## TASK DESCRIPTION
Reproduce the passage of the article on the barcode blood-tracking trial that runs between "An innovative barcoding" and "the dispensing fridge.", inclusive.

## TEXT PROVIDED
An innovative barcoding system to improve the safety of patients requiring blood transfusions is to be piloted by nurses on the South coast.
Trials of the electronic blood tracking system – which is designed to minimise the risk of human error – will begin in the oncology department at Southampton University Hospitals Trust over the next two months.
Nurses will use a handheld computer to scan a barcode on a patient’s hospital wristband, and then print out a form to be taken to the dispensing fridge.
Once the form is scanned at the fridge, only the appropriate section will open to ensure the correct blood is collected.
The technology, originally developed at Oxford Radcliffe Hospitals Trust, then prompts the nurse to scan the bag of blood – and their own identifying barcode – before the transfusion can begin.
The system uses information from the patient’s wristband taken directly from admission data, removing the need for handwritten forms and significantly reducing the likelihood of a patient being given the wrong blood.
It is part of a package of measures being introduced at the trust to improve patient safety, including an e-prescribing project and new pharmacy dispensing system.
The trust’s senior sister in cancer care Helen Morling said: “Although you cannot eliminate the risk of human error 100%, this system should significantly decrease the likelihood of any mistakes being made, as it prompts you to check things every step of the way.”
“Although it is very rare to give a blood transfusion to the wrong patient, this will help to reduce that risk even further,” she added.

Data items
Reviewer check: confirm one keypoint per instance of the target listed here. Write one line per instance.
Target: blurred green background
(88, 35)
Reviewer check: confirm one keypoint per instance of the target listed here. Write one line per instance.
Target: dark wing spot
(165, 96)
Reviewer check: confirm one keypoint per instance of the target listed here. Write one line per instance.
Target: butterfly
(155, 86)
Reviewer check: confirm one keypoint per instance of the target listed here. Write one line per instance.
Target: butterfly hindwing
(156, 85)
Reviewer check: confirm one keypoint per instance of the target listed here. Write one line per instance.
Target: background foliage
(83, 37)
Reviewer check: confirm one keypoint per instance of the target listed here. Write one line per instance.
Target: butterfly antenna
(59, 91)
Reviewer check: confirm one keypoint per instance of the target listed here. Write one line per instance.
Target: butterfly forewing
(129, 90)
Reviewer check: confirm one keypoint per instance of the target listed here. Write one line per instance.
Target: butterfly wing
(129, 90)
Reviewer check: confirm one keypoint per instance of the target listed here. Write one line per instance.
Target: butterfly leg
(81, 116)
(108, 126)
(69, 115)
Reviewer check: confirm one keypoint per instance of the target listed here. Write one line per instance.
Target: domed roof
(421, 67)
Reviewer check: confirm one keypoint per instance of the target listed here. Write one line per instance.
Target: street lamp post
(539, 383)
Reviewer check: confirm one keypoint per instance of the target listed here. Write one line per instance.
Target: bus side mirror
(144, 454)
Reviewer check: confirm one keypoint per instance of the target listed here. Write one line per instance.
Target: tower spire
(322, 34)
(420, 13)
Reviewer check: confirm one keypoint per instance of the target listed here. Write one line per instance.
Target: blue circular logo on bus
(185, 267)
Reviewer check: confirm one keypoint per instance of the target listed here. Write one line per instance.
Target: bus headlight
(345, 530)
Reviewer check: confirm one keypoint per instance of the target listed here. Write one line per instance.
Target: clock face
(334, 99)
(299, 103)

## RESPONSE
An innovative barcoding system to improve the safety of patients requiring blood transfusions is to be piloted by nurses on the South coast.
Trials of the electronic blood tracking system – which is designed to minimise the risk of human error – will begin in the oncology department at Southampton University Hospitals Trust over the next two months.
Nurses will use a handheld computer to scan a barcode on a patient’s hospital wristband, and then print out a form to be taken to the dispensing fridge.